- _EXCERPT TO READ_
Study objectives: We sought to evaluate cerebral hemodynamics in obstructive sleep apnea (OSA) and actigraphy-defined short sleep duration using transcranial Doppler ultrasound (TCD) blood flow velocity in a subsample of Hispanics/Latinos without stroke and cardiovascular disease.
Methods: The sample consisted of consecutive participants at the Miami site of the Hispanic Community Health Study/Study of Latinos (HCHS/SOL) with overnight home sleep testing and 7 days of wrist actigraphy in the Sueño sleep ancillary study. Ninety-five participants had sleep data and TCD determined cerebral hemodynamics. We evaluated the association between OSA (apnea-hypopnea index [AHI] ≥ 5 events/h) and short sleep duration (< 6.8 hours; sample median) with cerebral blood flow velocities (CBFV) and pulsatility index (PI) for the middle cerebral (MCA) and basilar arteries (BA).

- _REQUIRED WORK_
[1] Write out the part of the sleep apnea abstract that opens with the words containing "Methods: The sample" and closes with "basilar arteries (BA).", copying it word for word.
[2] Continue the sleep apnea abstract, starting right after its final sentence.

- _LISTED ENTRIES_
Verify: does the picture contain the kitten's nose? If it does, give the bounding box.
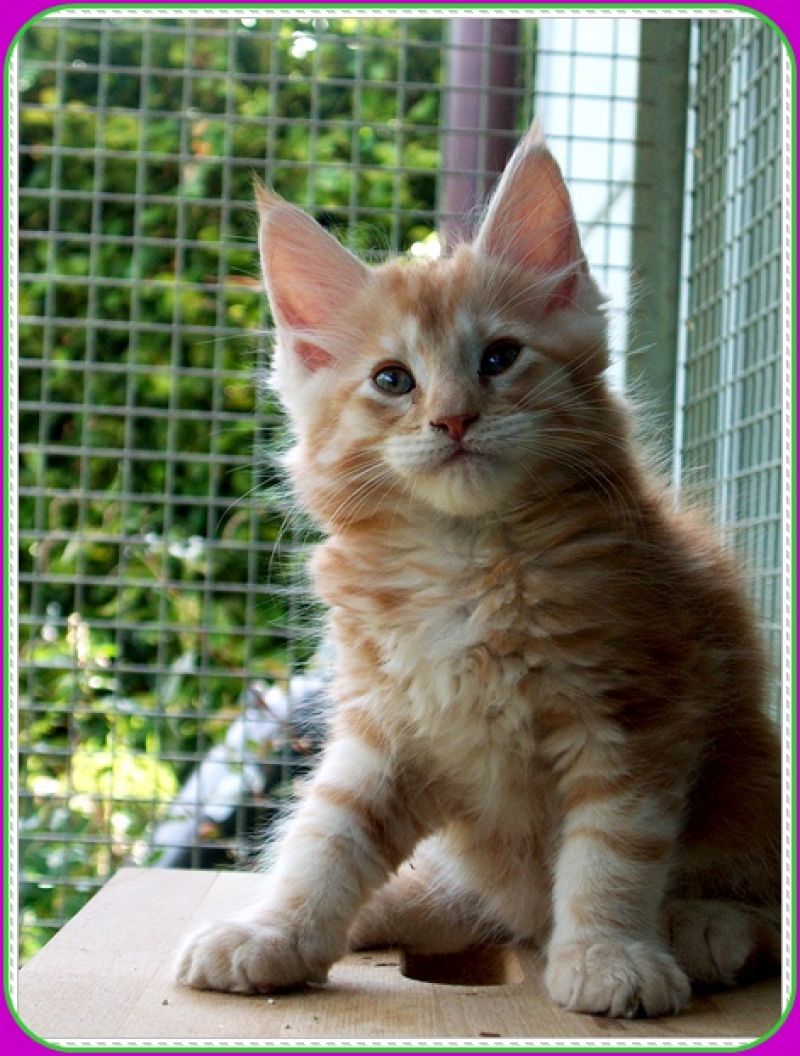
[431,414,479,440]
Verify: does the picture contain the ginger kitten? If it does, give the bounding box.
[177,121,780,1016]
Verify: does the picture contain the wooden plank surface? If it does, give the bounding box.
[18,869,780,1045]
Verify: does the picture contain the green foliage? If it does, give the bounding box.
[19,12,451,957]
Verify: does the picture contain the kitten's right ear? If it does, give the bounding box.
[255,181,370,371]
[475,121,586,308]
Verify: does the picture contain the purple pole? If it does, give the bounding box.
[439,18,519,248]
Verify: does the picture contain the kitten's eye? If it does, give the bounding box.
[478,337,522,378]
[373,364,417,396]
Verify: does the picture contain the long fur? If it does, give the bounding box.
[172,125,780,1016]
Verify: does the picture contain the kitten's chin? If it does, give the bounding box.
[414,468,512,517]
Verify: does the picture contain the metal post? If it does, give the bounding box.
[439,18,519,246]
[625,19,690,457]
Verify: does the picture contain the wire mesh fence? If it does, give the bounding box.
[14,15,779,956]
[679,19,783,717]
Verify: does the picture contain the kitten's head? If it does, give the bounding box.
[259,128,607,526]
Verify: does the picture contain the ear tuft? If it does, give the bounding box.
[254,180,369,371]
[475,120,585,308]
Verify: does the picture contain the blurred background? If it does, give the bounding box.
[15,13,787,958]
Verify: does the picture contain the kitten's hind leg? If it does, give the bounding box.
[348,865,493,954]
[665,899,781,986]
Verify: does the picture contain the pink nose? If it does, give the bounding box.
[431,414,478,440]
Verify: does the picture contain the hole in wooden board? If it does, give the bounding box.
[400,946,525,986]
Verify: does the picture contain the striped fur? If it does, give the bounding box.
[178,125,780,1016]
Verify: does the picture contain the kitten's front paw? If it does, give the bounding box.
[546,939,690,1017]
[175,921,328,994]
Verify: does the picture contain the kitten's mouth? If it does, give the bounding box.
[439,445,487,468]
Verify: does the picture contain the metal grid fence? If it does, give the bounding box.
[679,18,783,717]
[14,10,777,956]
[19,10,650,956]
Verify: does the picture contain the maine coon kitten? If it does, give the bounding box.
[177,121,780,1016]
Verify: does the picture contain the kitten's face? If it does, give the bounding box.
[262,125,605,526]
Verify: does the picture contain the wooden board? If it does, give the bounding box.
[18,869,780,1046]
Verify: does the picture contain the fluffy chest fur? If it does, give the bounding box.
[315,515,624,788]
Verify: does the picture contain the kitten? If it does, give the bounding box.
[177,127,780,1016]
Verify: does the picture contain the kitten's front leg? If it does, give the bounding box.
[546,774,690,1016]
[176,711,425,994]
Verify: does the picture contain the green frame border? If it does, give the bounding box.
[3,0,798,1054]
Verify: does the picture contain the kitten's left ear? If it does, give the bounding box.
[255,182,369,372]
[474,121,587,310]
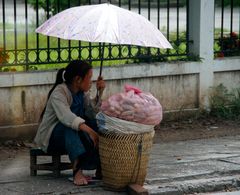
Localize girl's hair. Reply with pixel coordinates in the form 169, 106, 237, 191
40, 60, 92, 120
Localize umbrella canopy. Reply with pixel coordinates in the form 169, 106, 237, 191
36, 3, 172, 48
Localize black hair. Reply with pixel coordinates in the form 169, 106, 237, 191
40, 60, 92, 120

==

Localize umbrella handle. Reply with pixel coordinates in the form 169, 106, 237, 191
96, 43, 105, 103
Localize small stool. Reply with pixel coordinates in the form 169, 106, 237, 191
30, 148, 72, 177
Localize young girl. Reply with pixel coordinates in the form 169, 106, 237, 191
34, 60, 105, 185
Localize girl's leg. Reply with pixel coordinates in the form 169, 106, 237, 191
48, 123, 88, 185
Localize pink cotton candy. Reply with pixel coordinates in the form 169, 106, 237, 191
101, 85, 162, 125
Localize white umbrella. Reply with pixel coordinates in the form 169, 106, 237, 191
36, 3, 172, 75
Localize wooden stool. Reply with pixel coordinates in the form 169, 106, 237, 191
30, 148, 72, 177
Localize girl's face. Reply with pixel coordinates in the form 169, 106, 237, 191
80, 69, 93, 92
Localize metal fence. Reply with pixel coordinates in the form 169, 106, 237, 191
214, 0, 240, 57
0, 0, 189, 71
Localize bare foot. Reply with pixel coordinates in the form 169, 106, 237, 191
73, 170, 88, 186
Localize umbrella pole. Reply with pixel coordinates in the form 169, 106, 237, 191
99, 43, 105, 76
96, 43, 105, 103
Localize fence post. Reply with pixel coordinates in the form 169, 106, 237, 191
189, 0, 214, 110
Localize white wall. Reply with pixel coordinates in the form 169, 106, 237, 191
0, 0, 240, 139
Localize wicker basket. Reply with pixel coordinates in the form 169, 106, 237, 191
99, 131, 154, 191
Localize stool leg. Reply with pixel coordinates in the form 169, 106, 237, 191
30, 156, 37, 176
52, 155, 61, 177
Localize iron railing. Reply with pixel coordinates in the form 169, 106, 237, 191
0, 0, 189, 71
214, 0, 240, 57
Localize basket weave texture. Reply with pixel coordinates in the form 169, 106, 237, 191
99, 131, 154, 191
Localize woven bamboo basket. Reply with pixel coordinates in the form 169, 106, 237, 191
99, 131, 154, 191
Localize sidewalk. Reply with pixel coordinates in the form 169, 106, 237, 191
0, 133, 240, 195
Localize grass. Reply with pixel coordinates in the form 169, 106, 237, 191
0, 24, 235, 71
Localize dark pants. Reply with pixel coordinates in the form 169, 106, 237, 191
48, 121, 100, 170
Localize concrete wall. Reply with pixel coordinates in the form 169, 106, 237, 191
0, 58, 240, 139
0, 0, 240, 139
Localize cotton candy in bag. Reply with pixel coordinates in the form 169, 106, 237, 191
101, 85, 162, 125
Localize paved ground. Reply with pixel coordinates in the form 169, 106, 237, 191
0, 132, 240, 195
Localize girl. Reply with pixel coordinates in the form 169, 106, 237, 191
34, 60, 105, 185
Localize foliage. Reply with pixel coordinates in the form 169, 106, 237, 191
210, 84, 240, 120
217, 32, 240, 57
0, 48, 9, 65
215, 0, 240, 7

---

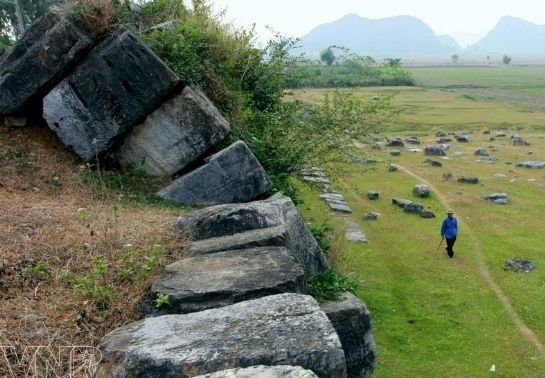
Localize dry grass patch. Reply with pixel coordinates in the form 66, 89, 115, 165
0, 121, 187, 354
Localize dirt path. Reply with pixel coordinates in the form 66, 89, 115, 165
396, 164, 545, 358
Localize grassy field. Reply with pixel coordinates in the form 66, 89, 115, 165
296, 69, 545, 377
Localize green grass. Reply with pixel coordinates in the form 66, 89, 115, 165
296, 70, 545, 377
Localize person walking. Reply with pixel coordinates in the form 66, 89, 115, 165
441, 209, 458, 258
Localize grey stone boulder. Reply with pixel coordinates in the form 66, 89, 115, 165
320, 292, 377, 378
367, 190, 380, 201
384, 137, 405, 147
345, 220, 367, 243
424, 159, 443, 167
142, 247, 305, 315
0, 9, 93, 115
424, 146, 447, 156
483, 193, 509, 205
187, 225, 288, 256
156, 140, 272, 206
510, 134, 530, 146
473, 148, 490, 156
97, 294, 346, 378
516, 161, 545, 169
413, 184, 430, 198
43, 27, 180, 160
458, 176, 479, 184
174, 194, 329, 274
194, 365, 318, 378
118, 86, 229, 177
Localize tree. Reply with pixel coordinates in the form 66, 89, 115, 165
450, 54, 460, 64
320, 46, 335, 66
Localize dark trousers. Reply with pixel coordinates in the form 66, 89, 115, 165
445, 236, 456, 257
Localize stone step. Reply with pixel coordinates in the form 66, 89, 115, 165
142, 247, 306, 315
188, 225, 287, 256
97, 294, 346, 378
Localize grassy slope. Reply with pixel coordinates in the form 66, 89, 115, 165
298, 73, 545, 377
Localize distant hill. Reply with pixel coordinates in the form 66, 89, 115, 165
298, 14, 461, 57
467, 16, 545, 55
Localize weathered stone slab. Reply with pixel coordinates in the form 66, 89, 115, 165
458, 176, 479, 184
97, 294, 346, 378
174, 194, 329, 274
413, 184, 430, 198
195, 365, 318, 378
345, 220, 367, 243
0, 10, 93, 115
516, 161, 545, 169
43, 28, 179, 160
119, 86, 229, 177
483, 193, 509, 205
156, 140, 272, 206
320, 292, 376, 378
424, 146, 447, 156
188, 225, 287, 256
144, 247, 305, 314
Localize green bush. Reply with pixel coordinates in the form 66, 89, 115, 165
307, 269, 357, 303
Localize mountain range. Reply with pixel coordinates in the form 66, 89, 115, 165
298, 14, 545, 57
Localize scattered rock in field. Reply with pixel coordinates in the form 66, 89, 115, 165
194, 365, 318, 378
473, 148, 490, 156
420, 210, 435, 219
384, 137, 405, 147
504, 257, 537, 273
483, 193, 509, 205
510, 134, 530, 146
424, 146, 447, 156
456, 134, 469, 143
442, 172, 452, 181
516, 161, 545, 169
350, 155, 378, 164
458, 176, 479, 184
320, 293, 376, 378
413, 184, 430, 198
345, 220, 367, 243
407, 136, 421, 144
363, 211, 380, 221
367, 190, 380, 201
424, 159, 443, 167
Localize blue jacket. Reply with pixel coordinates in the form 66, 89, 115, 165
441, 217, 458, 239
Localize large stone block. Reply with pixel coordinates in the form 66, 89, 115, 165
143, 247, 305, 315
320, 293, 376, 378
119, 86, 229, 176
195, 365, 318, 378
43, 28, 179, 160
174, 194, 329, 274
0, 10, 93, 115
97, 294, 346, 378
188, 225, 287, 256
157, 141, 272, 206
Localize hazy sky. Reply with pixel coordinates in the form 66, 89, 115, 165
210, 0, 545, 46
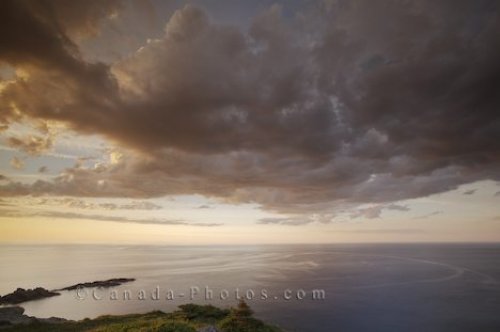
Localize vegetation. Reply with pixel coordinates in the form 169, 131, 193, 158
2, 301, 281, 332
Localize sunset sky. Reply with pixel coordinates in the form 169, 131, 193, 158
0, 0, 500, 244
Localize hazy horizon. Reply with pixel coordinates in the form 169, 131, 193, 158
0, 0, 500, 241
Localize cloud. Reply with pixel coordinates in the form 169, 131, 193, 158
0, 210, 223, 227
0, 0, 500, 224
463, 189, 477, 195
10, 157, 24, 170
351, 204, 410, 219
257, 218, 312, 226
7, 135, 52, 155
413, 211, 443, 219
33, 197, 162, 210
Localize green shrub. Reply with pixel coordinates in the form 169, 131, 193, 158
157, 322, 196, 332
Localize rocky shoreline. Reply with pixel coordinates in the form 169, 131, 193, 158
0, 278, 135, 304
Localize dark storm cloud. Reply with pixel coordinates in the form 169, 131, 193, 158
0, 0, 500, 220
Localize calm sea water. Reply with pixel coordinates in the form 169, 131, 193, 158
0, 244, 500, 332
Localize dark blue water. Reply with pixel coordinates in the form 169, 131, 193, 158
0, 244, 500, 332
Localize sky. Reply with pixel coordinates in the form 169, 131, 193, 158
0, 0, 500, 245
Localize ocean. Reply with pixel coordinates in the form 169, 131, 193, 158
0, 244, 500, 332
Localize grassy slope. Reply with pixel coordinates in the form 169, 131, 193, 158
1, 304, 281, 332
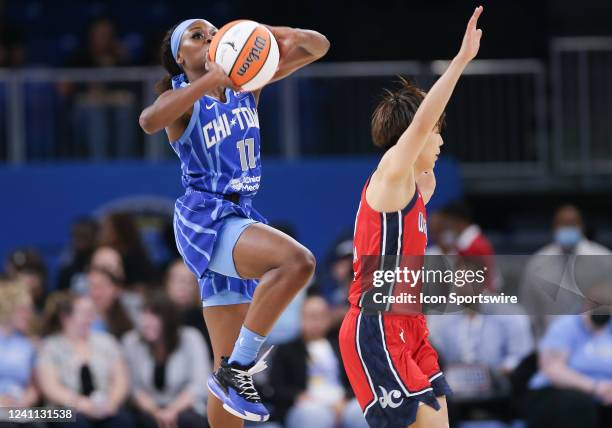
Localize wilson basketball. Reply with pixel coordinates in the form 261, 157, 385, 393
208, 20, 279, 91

- _ANSWERS BELOW_
[1]
Methods: The sample consisted of consecutive participants at the Miami site of the Hispanic Community Health Study/Study of Latinos (HCHS/SOL) with overnight home sleep testing and 7 days of wrist actigraphy in the Sueño sleep ancillary study. Ninety-five participants had sleep data and TCD determined cerebral hemodynamics. We evaluated the association between OSA (apnea-hypopnea index [AHI] ≥ 5 events/h) and short sleep duration (< 6.8 hours; sample median) with cerebral blood flow velocities (CBFV) and pulsatility index (PI) for the middle cerebral (MCA) and basilar arteries (BA).

[2]
Results: Median age was 48 years (range 20-64) with 71% females. Twenty-eight percent of the sample had OSA (AHI ≥ 5 events/h) with median AHI of 10.0 (range 5.0-51.7) events/h. In unadjusted analyses, participants with OSA had lower median CBFV in the BA (30.5 cm/s [interquartile range:10.2] versus 39.4 cm/s [13.3] P < .05), but not the MCA, whereas short sleepers had higher median vascular resistance in the MCA (PI = 0.92 [0.18] versus 0.86 [0.14] P < .05) and BA (PI = 1.0 [0.17] versus 0.93 [0.24] P < .05). After full adjustment, OSA was associated with decreased CBFV (β [SE] = -5.1 [2.5] P < .05) in the BA. Short sleep was associated with increased PI (β [SE] = 0.05 [0.02] P < .05) in the MCA.
Conclusions: In this sample of Hispanic/Latinos, OSA was associated with decreased daytime blood flow velocity in the BA, whereas actigraphy-defined short sleep duration was associated with increased cerebrovascular pulsatility in the MCA.
Keywords: Hispanic/Latinos; cerebral hemodynamics; sleep apnea; sleep duration; stroke risk.
© 2019 American Academy of Sleep Medicine.